Without the pictures, write out all the lines below exactly as they appear.

>> Begin RECORDS PROVIDED

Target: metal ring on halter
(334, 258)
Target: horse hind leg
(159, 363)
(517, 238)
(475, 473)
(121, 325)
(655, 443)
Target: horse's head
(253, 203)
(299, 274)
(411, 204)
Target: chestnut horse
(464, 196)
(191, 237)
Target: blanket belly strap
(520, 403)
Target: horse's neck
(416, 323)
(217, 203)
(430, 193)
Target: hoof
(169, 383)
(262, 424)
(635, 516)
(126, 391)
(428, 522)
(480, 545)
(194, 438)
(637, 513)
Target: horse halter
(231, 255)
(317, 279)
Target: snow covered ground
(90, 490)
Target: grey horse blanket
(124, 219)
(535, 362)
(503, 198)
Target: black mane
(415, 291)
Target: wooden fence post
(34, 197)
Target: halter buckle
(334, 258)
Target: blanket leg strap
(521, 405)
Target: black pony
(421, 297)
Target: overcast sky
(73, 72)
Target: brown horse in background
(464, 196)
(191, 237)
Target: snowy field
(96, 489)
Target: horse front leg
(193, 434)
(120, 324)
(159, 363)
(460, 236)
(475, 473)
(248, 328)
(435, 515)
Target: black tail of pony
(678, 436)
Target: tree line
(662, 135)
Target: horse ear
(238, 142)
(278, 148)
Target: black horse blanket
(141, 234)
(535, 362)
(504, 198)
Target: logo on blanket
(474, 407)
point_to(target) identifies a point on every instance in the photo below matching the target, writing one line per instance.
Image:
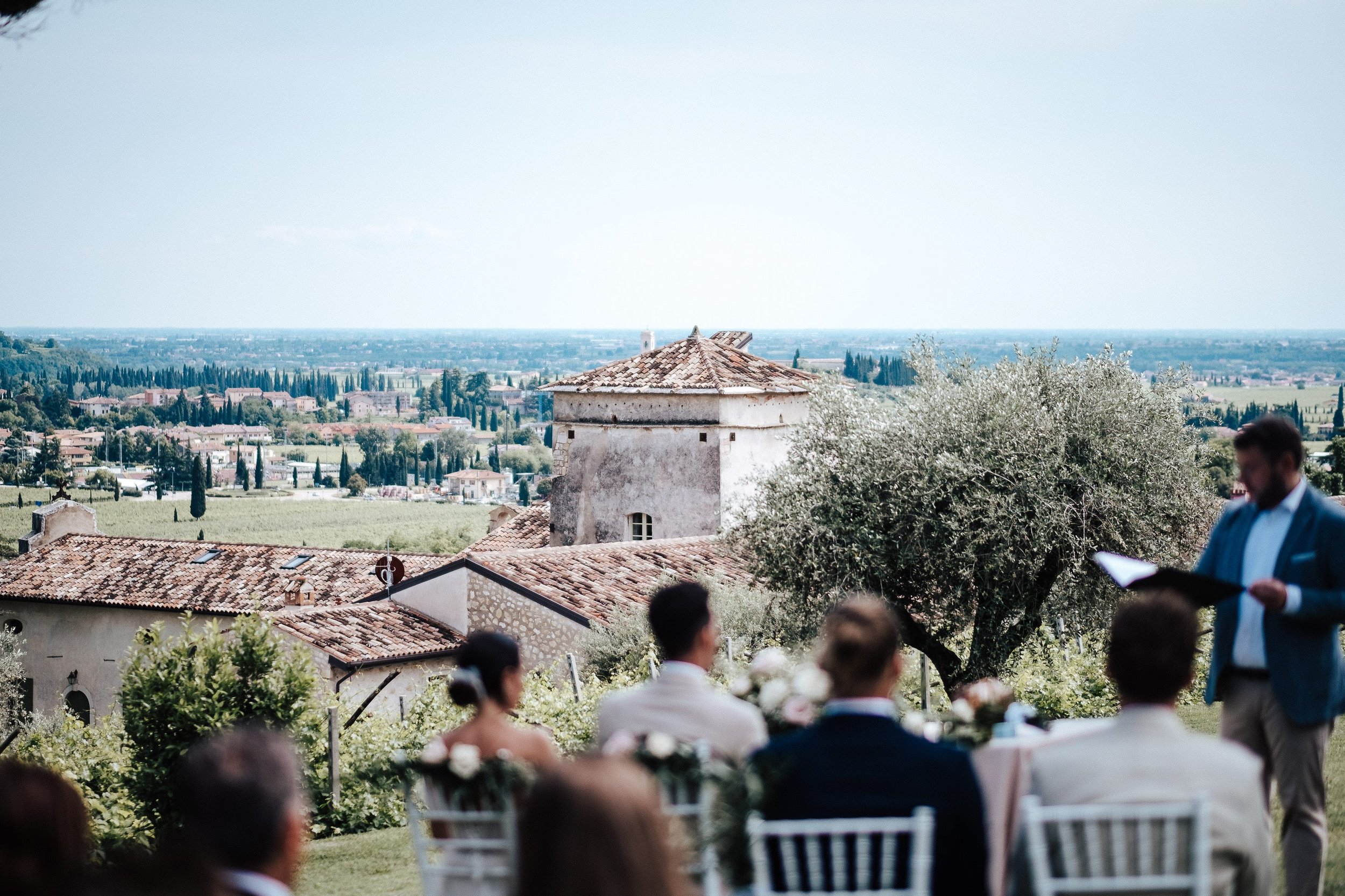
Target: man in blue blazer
(1277, 659)
(857, 762)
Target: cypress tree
(198, 489)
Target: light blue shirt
(1263, 544)
(860, 707)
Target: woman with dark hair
(595, 828)
(44, 832)
(490, 677)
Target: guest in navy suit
(857, 762)
(1277, 661)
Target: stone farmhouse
(658, 446)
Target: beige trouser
(1294, 757)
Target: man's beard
(1274, 493)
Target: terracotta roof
(599, 580)
(692, 365)
(373, 632)
(158, 573)
(532, 528)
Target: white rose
(435, 752)
(773, 695)
(660, 746)
(798, 711)
(619, 744)
(811, 682)
(768, 662)
(464, 760)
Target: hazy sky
(732, 165)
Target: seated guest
(44, 832)
(681, 701)
(1148, 755)
(244, 809)
(857, 762)
(595, 828)
(490, 677)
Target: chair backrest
(877, 856)
(692, 803)
(462, 852)
(1118, 848)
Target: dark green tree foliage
(176, 691)
(198, 490)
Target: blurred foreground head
(861, 648)
(1152, 654)
(595, 828)
(244, 803)
(44, 832)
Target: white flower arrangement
(789, 693)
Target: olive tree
(974, 501)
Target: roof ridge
(595, 548)
(236, 544)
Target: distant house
(477, 485)
(97, 406)
(238, 395)
(378, 404)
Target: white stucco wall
(611, 470)
(93, 641)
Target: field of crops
(280, 521)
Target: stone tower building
(658, 444)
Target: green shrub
(95, 759)
(175, 692)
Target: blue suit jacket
(1302, 650)
(868, 767)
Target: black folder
(1139, 575)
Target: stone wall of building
(542, 634)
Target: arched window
(77, 703)
(642, 527)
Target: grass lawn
(383, 863)
(275, 521)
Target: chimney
(55, 520)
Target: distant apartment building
(380, 404)
(477, 485)
(97, 406)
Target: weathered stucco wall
(614, 471)
(542, 635)
(608, 471)
(93, 641)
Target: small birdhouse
(299, 592)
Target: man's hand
(1271, 592)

>> End RECORDS PROVIDED

FULL SOLUTION:
Target: metal ring on halter
(334, 258)
Target: horse hind leg
(159, 363)
(517, 238)
(475, 473)
(121, 325)
(655, 443)
Target: horse's head
(253, 203)
(299, 274)
(411, 204)
Target: chestnut horse
(464, 196)
(191, 237)
Target: blanket belly strap
(520, 403)
Target: horse's neck
(416, 323)
(217, 203)
(430, 193)
Target: hoof
(169, 383)
(262, 424)
(635, 516)
(126, 391)
(428, 522)
(480, 545)
(194, 438)
(637, 513)
Target: horse halter
(231, 255)
(317, 279)
Target: snow covered ground
(90, 490)
Target: grey horse blanket
(124, 219)
(535, 362)
(503, 198)
Target: black mane
(415, 291)
Target: wooden fence post
(34, 197)
Target: halter buckle
(334, 258)
Target: blanket leg strap
(521, 405)
Target: black pony
(421, 297)
Target: overcast sky
(73, 72)
Target: brown horse in background
(464, 196)
(191, 237)
Target: snowy field
(96, 489)
Target: horse front leg
(193, 434)
(120, 324)
(159, 363)
(460, 236)
(475, 473)
(248, 328)
(435, 515)
Target: black tail of pony
(678, 436)
Target: tree line
(662, 135)
Target: horse ear
(238, 142)
(278, 148)
Target: black horse blanket
(141, 234)
(535, 362)
(504, 198)
Target: logo on blanket
(474, 407)
point_to(target) identifies a point on every instance in the photo below matching the target, writing one line per instance.
Image:
Target: man in blue blazer
(1277, 659)
(857, 762)
Target: cypress tree
(198, 489)
Target: light blue shirt
(1263, 544)
(860, 707)
Target: woman with dark hair
(595, 828)
(44, 832)
(490, 677)
Target: guest in navy suit
(857, 762)
(1277, 661)
Target: stone farmhouse
(658, 446)
Target: beige trouser
(1294, 757)
Target: man's beard
(1274, 493)
Target: terracotta roof
(599, 580)
(692, 365)
(373, 632)
(158, 573)
(532, 528)
Target: white rose
(435, 752)
(773, 695)
(660, 746)
(798, 711)
(619, 744)
(811, 682)
(768, 662)
(464, 760)
Target: hazy sky
(732, 165)
Target: seated guest
(44, 832)
(681, 701)
(1148, 755)
(244, 809)
(857, 762)
(595, 828)
(490, 677)
Target: chair backrest
(877, 856)
(692, 803)
(462, 852)
(1118, 848)
Target: dark green tree foliage
(176, 691)
(198, 490)
Target: blurred foreground head
(861, 648)
(1152, 654)
(595, 828)
(244, 803)
(44, 832)
Target: white flower arrangement
(789, 693)
Target: olive tree
(974, 501)
Target: roof ridge
(595, 548)
(236, 544)
Target: distant house
(477, 485)
(97, 406)
(238, 395)
(378, 404)
Target: white stucco wall
(611, 470)
(93, 641)
Target: field of crops
(280, 521)
Target: stone tower building
(658, 444)
Target: green shrub
(95, 759)
(175, 692)
Target: blue suit jacket
(1302, 650)
(868, 767)
Target: black folder
(1139, 575)
Target: stone wall of building
(542, 634)
Target: arched window
(77, 703)
(642, 527)
Target: grass lawn
(383, 863)
(275, 521)
Target: chimney
(55, 520)
Target: distant apartment building
(380, 404)
(477, 485)
(97, 406)
Target: weathered stucco wall
(614, 471)
(542, 635)
(608, 471)
(93, 641)
Target: small birdhouse
(299, 592)
Target: man's hand
(1271, 592)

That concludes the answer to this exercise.